| TASK DETAILS |
Each line from the one that holds "# point: uniform button" to the end of the entries is to be given again exactly. Do not include pictures.

== INPUT RECORDS ==

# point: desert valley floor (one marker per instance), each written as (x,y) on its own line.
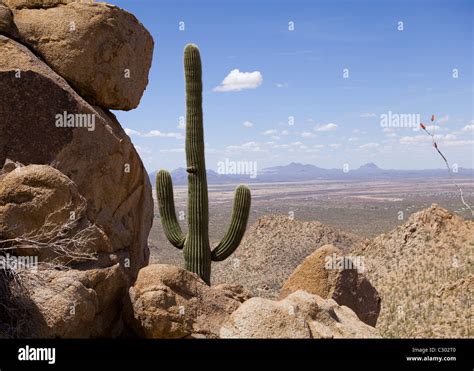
(365,208)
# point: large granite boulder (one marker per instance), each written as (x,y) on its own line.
(170,302)
(299,316)
(44,121)
(104,52)
(330,274)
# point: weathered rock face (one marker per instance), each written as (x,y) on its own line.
(276,241)
(35,4)
(37,199)
(300,315)
(74,303)
(75,200)
(98,158)
(421,270)
(7,27)
(170,302)
(104,52)
(346,286)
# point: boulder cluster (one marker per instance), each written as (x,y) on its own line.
(73,190)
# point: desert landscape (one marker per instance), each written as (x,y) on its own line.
(93,245)
(289,221)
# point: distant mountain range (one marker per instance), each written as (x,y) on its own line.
(296,172)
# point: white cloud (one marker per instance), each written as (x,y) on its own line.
(270,132)
(153,133)
(172,150)
(160,134)
(237,81)
(307,134)
(456,143)
(433,128)
(246,147)
(369,146)
(327,127)
(417,139)
(444,119)
(131,132)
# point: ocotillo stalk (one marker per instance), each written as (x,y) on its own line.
(197,251)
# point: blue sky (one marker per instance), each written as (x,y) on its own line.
(405,69)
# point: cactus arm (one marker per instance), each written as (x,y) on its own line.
(164,194)
(238,224)
(197,251)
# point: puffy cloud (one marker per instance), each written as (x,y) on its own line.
(160,134)
(327,127)
(246,147)
(369,146)
(307,134)
(270,132)
(131,132)
(237,81)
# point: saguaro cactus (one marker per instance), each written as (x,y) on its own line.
(197,252)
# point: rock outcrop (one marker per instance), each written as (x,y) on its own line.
(271,250)
(103,51)
(76,205)
(422,272)
(170,302)
(331,275)
(300,315)
(97,156)
(75,303)
(7,26)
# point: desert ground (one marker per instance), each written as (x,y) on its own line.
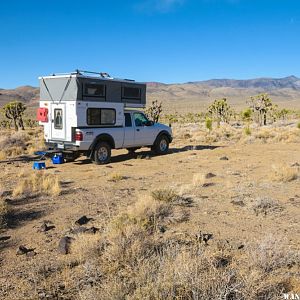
(216,218)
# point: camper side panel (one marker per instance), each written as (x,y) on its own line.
(58,89)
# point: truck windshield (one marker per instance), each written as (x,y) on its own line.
(140,119)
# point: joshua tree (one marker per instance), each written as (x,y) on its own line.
(261,104)
(14,111)
(154,111)
(221,110)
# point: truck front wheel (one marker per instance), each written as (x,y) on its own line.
(161,145)
(102,153)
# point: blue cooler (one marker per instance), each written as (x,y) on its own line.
(58,159)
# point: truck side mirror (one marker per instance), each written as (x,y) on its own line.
(149,123)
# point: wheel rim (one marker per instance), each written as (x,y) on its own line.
(163,145)
(102,154)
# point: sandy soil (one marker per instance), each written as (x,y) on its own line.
(221,205)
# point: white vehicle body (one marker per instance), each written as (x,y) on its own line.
(79,125)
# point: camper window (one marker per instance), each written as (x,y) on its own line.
(101,116)
(94,90)
(131,93)
(128,122)
(140,119)
(58,118)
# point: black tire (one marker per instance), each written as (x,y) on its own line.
(71,157)
(161,145)
(102,153)
(131,150)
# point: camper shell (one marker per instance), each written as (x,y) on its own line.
(79,86)
(81,110)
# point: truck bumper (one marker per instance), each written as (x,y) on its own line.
(62,146)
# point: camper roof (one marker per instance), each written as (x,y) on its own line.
(87,74)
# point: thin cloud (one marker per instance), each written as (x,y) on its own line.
(160,6)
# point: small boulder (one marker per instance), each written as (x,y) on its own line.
(83,220)
(64,245)
(46,227)
(224,158)
(210,175)
(24,250)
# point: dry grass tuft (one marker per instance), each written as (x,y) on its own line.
(165,195)
(116,177)
(40,182)
(284,173)
(146,213)
(3,212)
(199,179)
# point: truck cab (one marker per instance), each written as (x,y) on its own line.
(137,131)
(93,113)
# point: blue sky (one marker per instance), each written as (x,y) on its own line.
(149,40)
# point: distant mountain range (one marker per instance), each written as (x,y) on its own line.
(195,95)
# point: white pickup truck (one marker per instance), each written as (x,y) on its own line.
(97,143)
(137,132)
(90,115)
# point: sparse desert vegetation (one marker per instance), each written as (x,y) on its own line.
(216,218)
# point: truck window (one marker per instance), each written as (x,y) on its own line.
(101,116)
(128,122)
(131,93)
(94,90)
(58,118)
(140,119)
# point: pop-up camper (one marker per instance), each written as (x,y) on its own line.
(81,110)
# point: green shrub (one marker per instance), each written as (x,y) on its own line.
(208,123)
(247,130)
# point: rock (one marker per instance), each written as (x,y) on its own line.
(162,229)
(296,164)
(45,227)
(93,230)
(210,175)
(31,254)
(221,262)
(82,229)
(78,230)
(224,158)
(204,237)
(238,202)
(83,220)
(4,238)
(23,250)
(64,245)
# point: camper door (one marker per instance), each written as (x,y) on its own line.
(58,121)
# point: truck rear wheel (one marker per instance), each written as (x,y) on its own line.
(161,145)
(102,153)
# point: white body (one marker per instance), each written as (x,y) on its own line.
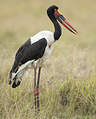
(49,36)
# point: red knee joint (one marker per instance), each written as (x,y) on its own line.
(36,91)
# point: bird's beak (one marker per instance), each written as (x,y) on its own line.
(64,22)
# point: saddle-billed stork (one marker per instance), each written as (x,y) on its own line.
(36,50)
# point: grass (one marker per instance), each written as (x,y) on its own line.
(68,84)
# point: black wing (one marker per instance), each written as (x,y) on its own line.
(28,52)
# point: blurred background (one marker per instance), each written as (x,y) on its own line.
(73,56)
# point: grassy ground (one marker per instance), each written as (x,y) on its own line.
(68,84)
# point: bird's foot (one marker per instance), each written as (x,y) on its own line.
(36,91)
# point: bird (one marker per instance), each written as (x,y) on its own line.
(36,50)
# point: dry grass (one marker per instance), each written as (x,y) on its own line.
(70,73)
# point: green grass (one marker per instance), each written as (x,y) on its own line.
(68,81)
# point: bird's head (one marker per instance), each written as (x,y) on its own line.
(54,13)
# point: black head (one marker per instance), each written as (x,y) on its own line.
(51,10)
(54,14)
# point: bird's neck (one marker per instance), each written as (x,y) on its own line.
(57,32)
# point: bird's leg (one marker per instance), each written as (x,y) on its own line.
(35,87)
(38,88)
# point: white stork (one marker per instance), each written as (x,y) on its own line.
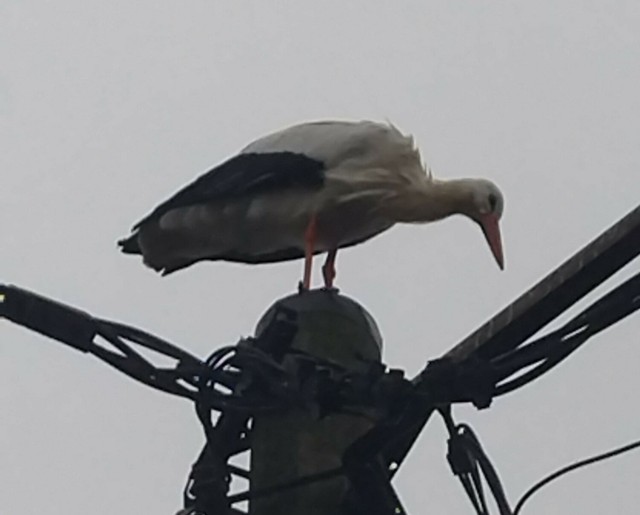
(307,189)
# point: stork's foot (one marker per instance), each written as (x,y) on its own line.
(328,274)
(329,269)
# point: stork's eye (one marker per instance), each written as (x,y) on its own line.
(493,201)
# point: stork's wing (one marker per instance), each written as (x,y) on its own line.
(244,175)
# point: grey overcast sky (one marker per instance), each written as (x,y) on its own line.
(106,108)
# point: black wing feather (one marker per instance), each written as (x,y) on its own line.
(246,174)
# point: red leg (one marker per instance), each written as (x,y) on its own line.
(329,269)
(309,247)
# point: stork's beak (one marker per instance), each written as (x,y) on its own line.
(491,228)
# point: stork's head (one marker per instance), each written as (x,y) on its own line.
(486,208)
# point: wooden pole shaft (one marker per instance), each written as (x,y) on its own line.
(297,443)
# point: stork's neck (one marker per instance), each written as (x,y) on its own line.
(431,200)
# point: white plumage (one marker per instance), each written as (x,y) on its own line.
(310,188)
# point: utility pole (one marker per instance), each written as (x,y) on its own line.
(302,441)
(327,425)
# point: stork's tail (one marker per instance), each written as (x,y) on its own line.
(130,245)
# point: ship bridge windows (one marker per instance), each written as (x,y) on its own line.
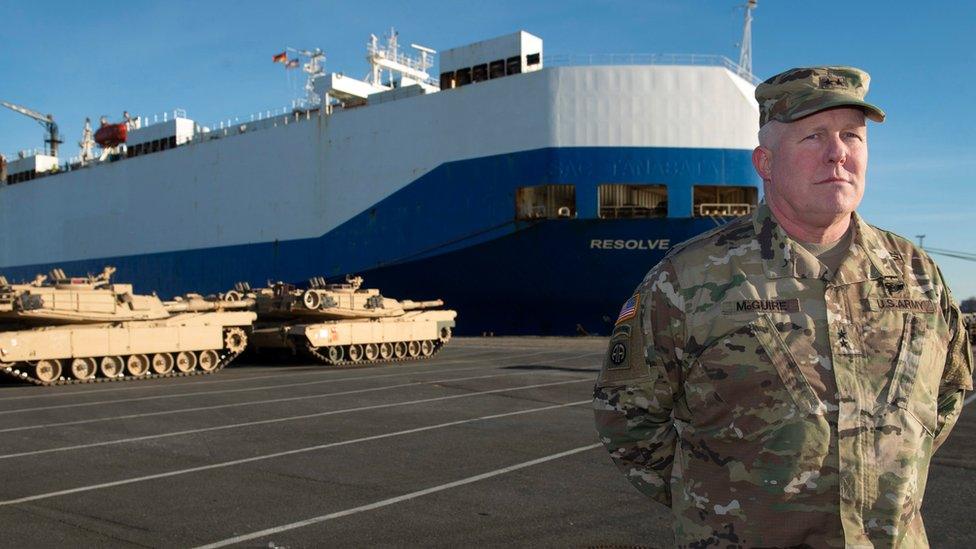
(487,71)
(545,202)
(151,146)
(724,200)
(496,69)
(479,73)
(628,200)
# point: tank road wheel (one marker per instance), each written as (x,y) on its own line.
(137,365)
(311,299)
(162,363)
(110,366)
(372,351)
(47,370)
(399,349)
(186,361)
(235,340)
(208,360)
(83,368)
(335,354)
(355,353)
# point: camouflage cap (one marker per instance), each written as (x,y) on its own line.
(799,92)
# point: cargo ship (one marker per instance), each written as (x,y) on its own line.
(530,192)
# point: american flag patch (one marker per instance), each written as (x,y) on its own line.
(629,309)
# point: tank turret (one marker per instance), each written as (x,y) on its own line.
(323,300)
(58,329)
(344,323)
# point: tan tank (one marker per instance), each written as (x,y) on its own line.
(345,324)
(60,330)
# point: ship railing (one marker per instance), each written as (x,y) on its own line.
(256,121)
(572,60)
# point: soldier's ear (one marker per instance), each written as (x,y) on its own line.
(762,160)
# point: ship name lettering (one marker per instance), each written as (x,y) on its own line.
(631,244)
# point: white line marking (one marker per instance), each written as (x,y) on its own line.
(397,499)
(307,449)
(202,408)
(247,403)
(311,368)
(265,401)
(315,369)
(223,391)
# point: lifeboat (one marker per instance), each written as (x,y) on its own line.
(111,135)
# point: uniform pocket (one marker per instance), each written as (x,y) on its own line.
(917,356)
(746,385)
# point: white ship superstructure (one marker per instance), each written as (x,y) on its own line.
(503,176)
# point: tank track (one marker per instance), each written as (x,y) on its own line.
(313,352)
(22,371)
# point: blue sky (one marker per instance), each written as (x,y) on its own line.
(78,59)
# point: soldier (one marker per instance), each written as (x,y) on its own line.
(785,379)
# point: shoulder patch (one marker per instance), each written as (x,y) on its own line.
(629,310)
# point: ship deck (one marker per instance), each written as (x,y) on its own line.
(489,443)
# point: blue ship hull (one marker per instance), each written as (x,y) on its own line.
(452,234)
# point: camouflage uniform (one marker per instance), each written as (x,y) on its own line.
(769,404)
(704,399)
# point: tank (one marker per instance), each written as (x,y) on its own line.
(345,324)
(61,330)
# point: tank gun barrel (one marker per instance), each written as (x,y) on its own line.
(413,305)
(200,305)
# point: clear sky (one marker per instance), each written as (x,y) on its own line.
(77,59)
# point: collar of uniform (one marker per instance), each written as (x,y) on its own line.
(783,257)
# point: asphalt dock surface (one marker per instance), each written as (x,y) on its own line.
(490,443)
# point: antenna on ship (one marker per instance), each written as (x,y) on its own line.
(745,51)
(314,67)
(388,58)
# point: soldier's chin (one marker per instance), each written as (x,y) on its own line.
(838,202)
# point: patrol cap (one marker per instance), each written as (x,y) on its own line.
(802,91)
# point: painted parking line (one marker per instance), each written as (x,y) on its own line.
(397,499)
(252,459)
(219,406)
(258,402)
(227,391)
(196,381)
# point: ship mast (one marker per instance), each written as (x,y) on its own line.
(314,68)
(745,51)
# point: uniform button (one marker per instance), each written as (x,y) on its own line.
(847,487)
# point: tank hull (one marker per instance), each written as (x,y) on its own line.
(187,344)
(414,335)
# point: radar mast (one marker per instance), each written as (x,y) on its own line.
(745,51)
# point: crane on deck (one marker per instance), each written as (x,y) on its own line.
(53,138)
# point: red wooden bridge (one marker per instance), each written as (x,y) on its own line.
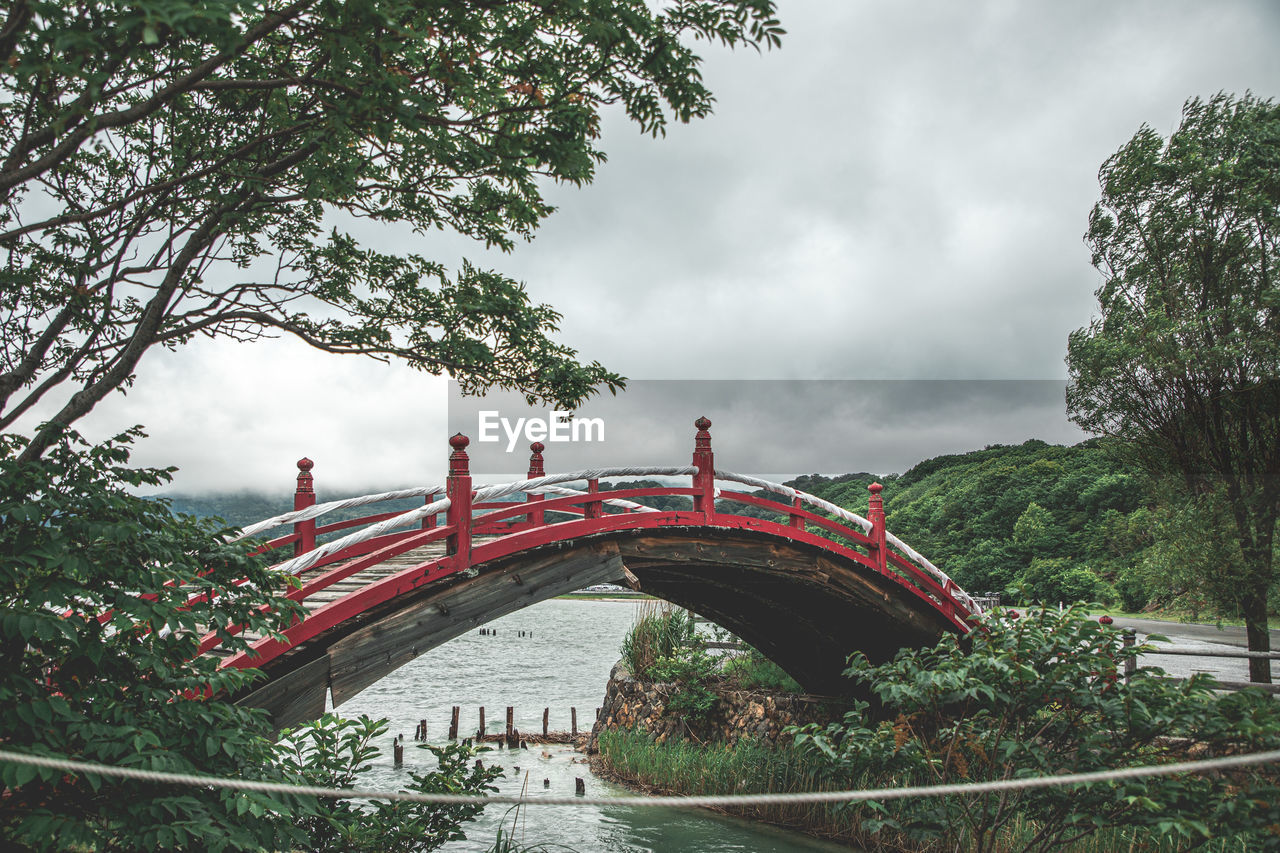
(807,585)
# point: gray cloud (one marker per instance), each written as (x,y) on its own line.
(897,192)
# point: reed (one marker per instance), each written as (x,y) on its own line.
(659,632)
(745,767)
(750,767)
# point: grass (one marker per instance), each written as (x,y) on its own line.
(659,630)
(752,766)
(746,767)
(753,671)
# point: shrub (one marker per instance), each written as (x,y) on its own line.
(92,670)
(1057,579)
(659,632)
(1034,697)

===

| THE ANSWER |
# point: uniform button (one marker per instance), each written as (x,y) on its own line.
(847,487)
# point: tank hull (one marker per instance), each written as (x,y) on its own line.
(187,344)
(414,335)
# point: radar mast (one marker per instance), each written as (x,y) on its own line.
(745,51)
# point: crane on deck (one marker per instance), each written as (x,y) on its own line.
(53,138)
# point: red wooden bridge (one marker per instance), each written as (x,y) on its own line.
(807,585)
# point: gray cloud (one marker per instance), each written as (x,y) on its own line.
(897,192)
# point: reed (one marker per instance), each written as (x,y) on its own line.
(659,632)
(745,767)
(750,767)
# point: grass (one marker per instance), each written as (x,y) on its own line.
(659,630)
(752,766)
(746,767)
(753,671)
# point: shrub (one marker per instance), each written as (x,y) on its own line.
(92,670)
(1057,579)
(659,632)
(1034,697)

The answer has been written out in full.